**Set problem**
In the listing below, copy word for word the stretch from the line containing "Definition for annotators: for every instance of the concrete" through the line containing "[[921, 500]]", both ends included, and nothing else.

-- START OF Provided records --

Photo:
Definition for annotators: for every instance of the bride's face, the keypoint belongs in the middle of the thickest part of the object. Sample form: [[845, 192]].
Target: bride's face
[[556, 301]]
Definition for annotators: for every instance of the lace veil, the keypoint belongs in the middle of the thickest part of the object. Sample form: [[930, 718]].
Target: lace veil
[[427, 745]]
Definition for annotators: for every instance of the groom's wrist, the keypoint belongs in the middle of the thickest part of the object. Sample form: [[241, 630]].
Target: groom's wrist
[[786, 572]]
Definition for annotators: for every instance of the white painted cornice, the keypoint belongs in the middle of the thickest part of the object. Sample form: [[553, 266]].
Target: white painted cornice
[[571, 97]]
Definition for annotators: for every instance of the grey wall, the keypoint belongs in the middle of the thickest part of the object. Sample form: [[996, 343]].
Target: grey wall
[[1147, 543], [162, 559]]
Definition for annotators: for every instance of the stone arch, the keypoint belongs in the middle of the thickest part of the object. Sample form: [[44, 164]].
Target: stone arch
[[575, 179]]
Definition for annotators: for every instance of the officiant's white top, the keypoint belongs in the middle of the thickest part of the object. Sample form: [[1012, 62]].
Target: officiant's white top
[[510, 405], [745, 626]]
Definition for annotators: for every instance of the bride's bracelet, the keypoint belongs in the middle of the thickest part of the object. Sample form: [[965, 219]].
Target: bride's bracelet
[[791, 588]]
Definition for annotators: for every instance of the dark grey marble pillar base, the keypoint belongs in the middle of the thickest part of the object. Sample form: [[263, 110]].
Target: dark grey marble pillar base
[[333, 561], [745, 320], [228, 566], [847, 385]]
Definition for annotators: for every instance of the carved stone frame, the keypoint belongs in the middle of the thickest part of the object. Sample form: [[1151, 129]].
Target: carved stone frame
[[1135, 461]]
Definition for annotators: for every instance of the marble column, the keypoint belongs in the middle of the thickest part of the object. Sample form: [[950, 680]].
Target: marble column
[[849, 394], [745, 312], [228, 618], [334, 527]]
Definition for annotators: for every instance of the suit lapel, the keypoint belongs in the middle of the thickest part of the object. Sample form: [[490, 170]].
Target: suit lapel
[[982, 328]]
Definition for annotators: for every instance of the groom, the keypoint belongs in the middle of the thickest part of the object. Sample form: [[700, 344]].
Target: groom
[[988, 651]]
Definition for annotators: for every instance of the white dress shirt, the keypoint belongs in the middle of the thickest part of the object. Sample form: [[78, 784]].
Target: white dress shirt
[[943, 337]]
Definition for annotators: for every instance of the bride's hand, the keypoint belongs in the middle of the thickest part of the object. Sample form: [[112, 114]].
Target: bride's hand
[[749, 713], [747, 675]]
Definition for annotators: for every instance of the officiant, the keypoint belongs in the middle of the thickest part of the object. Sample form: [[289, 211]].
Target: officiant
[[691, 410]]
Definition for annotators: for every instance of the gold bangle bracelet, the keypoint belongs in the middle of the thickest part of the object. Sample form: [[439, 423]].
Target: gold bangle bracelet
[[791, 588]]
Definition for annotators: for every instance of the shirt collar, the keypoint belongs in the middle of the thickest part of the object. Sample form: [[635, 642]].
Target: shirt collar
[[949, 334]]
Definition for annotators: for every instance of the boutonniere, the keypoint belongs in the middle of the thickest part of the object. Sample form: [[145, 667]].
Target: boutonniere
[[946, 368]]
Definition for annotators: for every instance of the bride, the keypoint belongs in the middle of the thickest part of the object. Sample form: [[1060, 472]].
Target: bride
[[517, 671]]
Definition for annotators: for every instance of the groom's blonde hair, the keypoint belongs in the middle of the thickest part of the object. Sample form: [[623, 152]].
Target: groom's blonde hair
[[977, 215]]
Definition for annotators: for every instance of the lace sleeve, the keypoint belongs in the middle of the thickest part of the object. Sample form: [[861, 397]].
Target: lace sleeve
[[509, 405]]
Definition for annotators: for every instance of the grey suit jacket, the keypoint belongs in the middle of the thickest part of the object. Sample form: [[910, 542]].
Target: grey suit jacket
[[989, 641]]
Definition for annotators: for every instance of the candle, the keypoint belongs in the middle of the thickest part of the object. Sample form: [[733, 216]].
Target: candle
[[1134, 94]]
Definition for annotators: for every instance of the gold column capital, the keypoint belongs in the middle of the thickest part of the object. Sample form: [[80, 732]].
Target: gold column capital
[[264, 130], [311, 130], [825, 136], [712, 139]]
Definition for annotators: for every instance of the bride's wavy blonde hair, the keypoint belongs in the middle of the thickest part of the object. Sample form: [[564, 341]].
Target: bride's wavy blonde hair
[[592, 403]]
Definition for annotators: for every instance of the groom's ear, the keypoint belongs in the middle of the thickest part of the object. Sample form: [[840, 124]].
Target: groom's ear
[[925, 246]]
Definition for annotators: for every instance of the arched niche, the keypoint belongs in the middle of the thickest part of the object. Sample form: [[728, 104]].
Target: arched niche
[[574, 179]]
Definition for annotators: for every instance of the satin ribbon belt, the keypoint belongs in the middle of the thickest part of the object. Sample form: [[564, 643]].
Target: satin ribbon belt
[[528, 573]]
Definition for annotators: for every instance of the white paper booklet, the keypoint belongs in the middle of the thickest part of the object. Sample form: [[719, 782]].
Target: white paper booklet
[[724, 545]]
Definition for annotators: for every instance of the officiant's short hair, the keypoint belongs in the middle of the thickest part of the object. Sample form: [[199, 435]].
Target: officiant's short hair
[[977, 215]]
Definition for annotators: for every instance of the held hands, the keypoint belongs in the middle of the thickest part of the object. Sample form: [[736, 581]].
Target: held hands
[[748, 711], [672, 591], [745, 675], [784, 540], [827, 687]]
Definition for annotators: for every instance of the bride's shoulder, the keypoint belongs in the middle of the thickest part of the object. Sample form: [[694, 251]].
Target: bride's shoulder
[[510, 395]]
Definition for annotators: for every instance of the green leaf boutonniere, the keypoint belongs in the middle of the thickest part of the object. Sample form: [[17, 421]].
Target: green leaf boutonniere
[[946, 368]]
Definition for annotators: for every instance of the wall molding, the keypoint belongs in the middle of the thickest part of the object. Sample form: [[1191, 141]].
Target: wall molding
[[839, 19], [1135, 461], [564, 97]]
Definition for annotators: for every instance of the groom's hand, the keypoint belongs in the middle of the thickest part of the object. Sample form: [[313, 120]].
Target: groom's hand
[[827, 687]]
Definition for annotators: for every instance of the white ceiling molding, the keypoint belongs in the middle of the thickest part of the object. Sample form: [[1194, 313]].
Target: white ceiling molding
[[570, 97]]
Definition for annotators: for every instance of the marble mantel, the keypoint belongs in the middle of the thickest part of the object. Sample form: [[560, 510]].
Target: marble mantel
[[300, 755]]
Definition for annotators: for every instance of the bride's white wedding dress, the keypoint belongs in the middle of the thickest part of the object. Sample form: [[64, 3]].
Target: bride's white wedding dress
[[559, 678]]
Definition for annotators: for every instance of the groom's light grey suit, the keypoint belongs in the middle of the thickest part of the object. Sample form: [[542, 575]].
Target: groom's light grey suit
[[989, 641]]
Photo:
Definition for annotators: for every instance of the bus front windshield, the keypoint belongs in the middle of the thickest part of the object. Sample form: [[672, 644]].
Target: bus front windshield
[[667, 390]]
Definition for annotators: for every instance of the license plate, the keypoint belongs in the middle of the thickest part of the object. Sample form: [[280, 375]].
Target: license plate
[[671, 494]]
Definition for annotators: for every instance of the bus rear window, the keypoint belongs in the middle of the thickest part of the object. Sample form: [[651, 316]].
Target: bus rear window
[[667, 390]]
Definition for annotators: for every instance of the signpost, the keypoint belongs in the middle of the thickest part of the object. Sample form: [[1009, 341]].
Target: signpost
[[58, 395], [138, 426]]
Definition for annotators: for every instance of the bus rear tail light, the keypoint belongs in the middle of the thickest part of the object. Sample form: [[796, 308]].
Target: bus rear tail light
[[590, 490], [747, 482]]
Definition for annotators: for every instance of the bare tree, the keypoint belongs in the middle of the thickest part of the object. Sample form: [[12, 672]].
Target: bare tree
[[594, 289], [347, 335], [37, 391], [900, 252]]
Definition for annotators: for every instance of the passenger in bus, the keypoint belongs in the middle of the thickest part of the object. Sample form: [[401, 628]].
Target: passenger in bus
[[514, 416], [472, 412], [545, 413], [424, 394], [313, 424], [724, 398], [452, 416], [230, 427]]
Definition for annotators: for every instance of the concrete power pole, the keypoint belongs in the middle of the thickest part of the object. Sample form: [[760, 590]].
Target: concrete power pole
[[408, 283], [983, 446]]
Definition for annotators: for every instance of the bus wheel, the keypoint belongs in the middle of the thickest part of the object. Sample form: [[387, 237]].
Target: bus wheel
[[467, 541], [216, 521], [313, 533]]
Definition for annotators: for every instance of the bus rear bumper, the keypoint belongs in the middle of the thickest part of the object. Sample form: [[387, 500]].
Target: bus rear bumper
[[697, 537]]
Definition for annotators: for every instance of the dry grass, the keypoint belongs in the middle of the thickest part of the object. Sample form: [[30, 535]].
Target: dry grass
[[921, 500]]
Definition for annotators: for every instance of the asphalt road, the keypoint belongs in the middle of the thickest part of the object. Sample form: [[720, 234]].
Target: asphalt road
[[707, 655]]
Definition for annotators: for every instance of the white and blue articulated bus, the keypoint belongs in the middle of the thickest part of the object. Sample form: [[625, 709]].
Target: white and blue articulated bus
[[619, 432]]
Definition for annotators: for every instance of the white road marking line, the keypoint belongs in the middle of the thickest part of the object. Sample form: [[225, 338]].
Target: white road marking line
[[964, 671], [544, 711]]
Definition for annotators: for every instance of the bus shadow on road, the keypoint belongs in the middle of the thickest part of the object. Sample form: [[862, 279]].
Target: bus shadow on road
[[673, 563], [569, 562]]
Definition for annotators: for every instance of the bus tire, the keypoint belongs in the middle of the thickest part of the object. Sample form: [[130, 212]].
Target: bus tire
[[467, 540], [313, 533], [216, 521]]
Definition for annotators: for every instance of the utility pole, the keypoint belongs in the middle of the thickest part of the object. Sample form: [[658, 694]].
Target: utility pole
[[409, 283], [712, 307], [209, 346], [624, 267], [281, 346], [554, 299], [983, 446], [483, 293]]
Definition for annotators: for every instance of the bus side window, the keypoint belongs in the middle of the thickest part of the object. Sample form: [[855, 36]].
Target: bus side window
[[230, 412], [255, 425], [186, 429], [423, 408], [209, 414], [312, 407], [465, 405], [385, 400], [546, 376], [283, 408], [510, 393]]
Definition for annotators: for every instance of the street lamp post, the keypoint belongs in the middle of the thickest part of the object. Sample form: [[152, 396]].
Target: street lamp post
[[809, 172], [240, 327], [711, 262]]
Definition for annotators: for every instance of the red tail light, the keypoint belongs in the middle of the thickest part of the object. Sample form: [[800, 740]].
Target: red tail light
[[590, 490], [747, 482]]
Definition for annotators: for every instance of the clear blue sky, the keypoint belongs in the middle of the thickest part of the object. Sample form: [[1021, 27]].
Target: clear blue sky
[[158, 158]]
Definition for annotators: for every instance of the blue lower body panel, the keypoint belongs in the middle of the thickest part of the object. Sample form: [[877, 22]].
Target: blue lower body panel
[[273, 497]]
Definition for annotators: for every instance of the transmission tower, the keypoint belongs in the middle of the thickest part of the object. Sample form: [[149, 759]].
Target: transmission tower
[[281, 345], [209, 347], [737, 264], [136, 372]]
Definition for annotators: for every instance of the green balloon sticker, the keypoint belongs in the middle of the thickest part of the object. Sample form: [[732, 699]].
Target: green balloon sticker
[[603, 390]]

-- END OF Provided records --

**Task answer**
Definition for annotators: for every instance of the concrete power pole, the keypoint belongs in the middle of the thickest part of the object. Sample form: [[760, 590]].
Target: concrete power pole
[[408, 283], [983, 446]]
Definition for annotators: for every instance of the bus wheel, the keypoint belongs in the middle of the thickest part of the object. Sample form: [[387, 237]].
Target: bus wheel
[[467, 541], [216, 521], [313, 533]]
Definition for annotators: for every instance of the bus rear bumper, the keypoint belongs in the middle of the thickest part of the object. Sample form: [[387, 500]].
Target: bus rear bumper
[[697, 537]]
Definition for annotators: for every instance of the dry grass, the keypoint belongs in the middle of the thickest part of the object. Sample form: [[30, 535]].
Target: dry grass
[[921, 500]]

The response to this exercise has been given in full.